Tus tareas:
a) Enumera todo lo que, según el texto sobre los homenajes póstumos, el homenajeado todavía era capaz de hacer cuando debimos reconocer su valor.
b) Escribe la continuación del texto sobre los homenajes póstumos a partir de su última frase.

Texto mostrado:
━━━━━━━━

Confieso que, esta semana, escuchando las palabras y viendo los actos de reconocimiento que se han sucedido como homenaje a Adolfo Suárez, he sentido una especie de dicotomía: por un lado me han conmovido, por otro me han indignado profundamente, porque, si hay algo que me parece absurdo, además de tremendamente injusto, son los homenajes póstumos. La palabra póstumo siempre me sonó a “postema”, es decir, una especie de pus infecto que nos molesta en la conciencia y nos obliga a quitárnoslo, a sacudírnoslo de encima, a tranquilizar nuestras desmemoriadas memorias, intentando restañar un pretérito olvido, homenajeando a alguien cuyo valor debimos haber reconocido cuando todavía era capaz de escuchar nuestra palabra de ánimo, de sentir nuestro agradecimiento, de halagarse con nuestro reconocimiento.
Pero no. Da la sensación de que pertenecemos a una sociedad macabra y carroñera incapaz de valorar la “pieza” hasta que ésta deja de respirar y de sentir. Y sólo entonces se lanza en vuelo picado sobre el desaparecido para reflexionar acerca de lo importante que fue su vida, su obra, o el papel relevante que tuvo para nuestra sociedad, por no decir lo buenísima persona que fue. Esa es otra… Siempre me ha parecido incomprensible ese oscuro miedo, o ese falso respeto, a hablar mal de los muertos. Si mientras vivió fue una buena persona, es de ley reconocerlo, y no solamente después de haber dejado de ser persona, sino en vida; pero si se trataba de algún pedazo de cabrón… muerto, y bien muerto esté.

━━━━━━━━

Datos de origen:
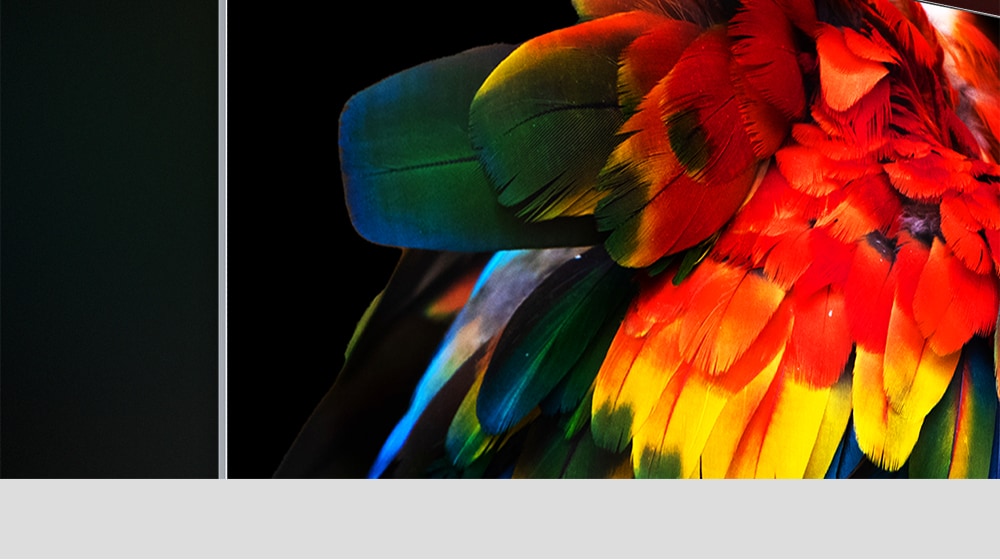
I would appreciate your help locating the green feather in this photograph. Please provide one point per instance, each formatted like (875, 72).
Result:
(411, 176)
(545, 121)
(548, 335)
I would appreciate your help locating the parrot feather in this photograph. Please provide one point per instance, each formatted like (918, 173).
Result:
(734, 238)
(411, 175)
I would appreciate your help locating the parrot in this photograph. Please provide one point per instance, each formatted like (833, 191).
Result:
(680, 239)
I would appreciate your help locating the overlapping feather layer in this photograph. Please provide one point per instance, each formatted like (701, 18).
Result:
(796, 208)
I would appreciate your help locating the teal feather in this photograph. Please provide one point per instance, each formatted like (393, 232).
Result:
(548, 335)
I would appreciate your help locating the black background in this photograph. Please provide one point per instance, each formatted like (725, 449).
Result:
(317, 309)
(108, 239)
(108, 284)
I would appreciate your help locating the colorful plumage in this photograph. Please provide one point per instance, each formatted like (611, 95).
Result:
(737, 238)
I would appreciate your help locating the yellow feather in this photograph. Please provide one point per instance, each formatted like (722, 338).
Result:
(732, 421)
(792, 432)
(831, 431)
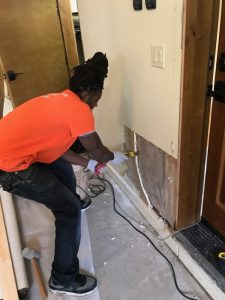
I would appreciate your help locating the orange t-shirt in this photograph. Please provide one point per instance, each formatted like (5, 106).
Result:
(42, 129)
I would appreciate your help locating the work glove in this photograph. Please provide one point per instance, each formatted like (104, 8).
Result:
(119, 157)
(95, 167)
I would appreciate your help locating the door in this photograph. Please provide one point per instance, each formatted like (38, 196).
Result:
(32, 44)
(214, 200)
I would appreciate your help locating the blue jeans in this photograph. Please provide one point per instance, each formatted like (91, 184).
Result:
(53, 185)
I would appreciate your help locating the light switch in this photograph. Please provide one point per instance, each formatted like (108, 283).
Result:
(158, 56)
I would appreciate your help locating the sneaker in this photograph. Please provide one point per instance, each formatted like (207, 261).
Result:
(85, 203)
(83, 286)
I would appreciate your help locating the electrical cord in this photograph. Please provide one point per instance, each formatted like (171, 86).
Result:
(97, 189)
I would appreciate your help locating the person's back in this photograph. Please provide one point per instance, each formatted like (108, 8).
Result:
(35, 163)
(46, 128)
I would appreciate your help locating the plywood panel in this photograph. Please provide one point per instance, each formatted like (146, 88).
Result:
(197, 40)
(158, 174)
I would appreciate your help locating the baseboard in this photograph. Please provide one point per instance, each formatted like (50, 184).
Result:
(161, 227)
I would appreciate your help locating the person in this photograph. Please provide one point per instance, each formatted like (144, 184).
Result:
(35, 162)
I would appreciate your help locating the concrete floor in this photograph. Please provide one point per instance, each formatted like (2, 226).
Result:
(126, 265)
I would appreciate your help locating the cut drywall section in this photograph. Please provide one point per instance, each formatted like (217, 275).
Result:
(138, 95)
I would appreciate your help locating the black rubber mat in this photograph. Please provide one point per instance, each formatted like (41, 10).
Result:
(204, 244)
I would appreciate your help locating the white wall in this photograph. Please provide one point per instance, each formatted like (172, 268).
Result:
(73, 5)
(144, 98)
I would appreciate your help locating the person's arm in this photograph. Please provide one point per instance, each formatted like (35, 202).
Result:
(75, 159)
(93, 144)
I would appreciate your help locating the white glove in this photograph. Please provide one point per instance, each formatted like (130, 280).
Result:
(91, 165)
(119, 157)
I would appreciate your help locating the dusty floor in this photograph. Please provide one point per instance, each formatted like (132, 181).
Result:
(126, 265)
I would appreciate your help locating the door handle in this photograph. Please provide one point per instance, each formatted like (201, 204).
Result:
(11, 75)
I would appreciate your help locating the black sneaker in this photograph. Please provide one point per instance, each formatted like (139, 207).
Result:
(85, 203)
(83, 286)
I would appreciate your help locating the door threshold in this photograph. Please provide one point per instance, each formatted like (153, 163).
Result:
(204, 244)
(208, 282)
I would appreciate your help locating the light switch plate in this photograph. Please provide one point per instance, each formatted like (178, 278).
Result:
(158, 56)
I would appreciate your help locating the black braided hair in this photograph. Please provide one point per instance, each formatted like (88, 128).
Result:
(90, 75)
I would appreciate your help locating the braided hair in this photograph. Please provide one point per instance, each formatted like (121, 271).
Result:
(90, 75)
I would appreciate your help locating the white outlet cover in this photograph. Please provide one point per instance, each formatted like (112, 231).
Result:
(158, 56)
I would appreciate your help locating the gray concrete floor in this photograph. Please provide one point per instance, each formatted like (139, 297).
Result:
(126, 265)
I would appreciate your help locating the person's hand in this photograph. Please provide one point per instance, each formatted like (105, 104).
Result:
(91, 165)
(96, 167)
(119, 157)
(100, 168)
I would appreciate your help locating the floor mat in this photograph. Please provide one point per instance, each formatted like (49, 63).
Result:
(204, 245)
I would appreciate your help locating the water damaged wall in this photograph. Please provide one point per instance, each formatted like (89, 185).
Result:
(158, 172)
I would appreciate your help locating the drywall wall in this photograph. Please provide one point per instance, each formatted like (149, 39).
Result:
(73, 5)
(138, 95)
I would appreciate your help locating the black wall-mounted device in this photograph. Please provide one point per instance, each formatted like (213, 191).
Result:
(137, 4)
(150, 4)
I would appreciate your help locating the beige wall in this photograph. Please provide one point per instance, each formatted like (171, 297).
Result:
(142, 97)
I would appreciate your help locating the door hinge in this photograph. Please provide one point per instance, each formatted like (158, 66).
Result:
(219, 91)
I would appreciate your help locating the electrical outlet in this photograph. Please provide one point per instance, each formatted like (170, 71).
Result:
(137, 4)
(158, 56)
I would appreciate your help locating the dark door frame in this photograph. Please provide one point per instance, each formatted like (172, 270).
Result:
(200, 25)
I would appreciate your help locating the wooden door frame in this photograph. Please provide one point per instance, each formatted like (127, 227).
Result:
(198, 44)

━━━━━━━━

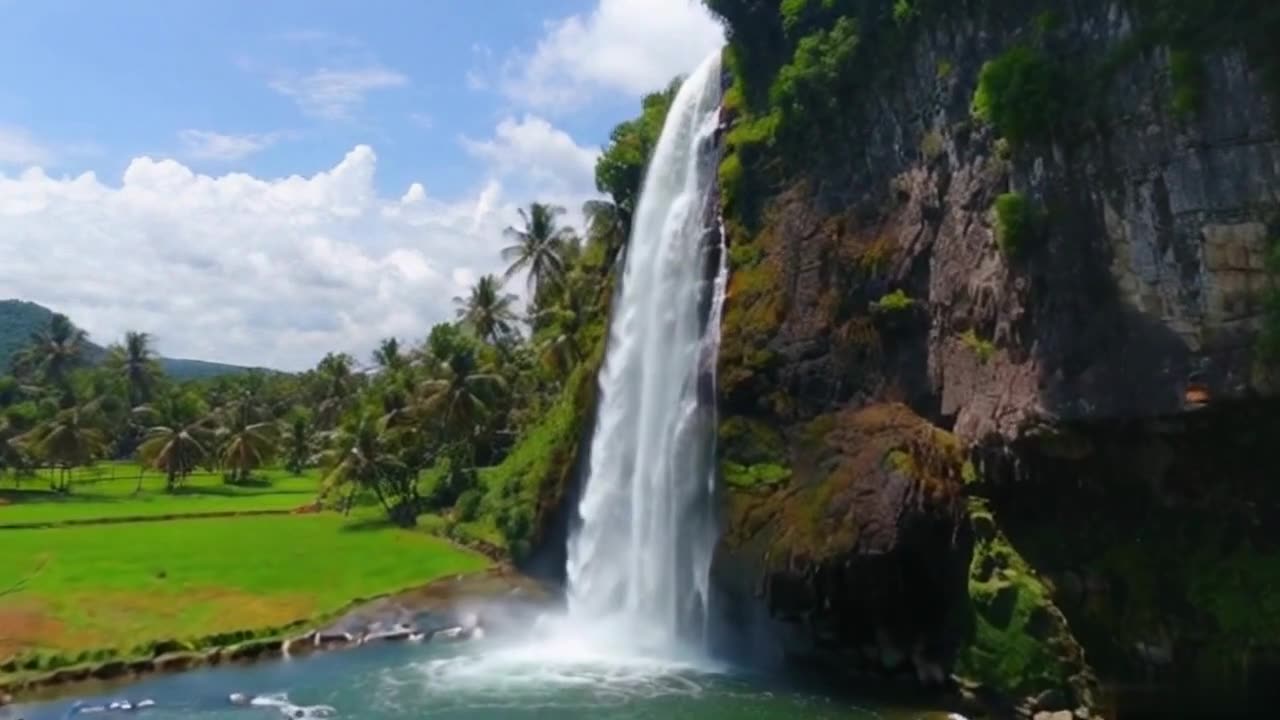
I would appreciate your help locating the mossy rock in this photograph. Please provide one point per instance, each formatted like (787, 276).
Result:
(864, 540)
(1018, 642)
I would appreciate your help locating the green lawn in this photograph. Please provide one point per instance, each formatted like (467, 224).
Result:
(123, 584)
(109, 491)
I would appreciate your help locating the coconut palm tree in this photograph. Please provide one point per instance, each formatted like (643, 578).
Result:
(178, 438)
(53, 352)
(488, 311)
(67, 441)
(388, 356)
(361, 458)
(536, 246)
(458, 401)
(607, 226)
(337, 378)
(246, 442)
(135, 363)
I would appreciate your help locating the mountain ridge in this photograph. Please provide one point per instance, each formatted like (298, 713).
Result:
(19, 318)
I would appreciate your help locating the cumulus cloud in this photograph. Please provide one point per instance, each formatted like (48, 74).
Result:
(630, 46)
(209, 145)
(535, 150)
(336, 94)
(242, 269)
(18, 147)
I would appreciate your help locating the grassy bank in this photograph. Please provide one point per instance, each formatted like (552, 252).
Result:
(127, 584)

━━━━━━━━

Respuestas por apartado:
a)
- Escuchar nuestra palabra de ánimo
- Sentir nuestro agradecimiento
- Halagarse con nuestro reconocimiento

b)
¿Por qué esforzar nuestras mentes en intentar encontrar algo bueno para enmarcarlo o pretender que actúe de lente microscópica de toda su persona? La sinécdoque está bien para la literatura, pero no para el ámbito humano. Sin embargo, si dedicó su vida a un ideal, a un sueño que fue capaz de hacer realidad, si contribuyó de alguna manera a hacer más grande una parcela del arte, o más llevadera la vida de su comunidad, independientemente de cómo fuera su persona, ¿por qué esperar a que sus oídos ensordezcan por el peso de una lápida para ofrecerle unas simples palabras de agradecimiento?
Hay muchos, muchísimos, que jamás llegarán a saborear las mieles del éxito pero que se dejan la piel en el intento. Y ese esfuerzo debería de ser reconocido, hacerlo nuestro como hacemos nuestros los triunfos una vez que los han conseguido. Deberíamos alimentar su coraje con nuestro estímulo; que nuestro aliento le sirviera de impermeable al desánimo. Pero no, dejamos, simplemente, que se hundan en las profundidades de la derrota, o que luchen a brazo partido hasta conseguir el triunfo. Y, entonces sí, entonces proclamamos que es paisano nuestro, y que le conocemos desde niño, incluso que jugábamos con él. Y si, “por fortuna”, se muere es cuando lo elevamos a la gloria.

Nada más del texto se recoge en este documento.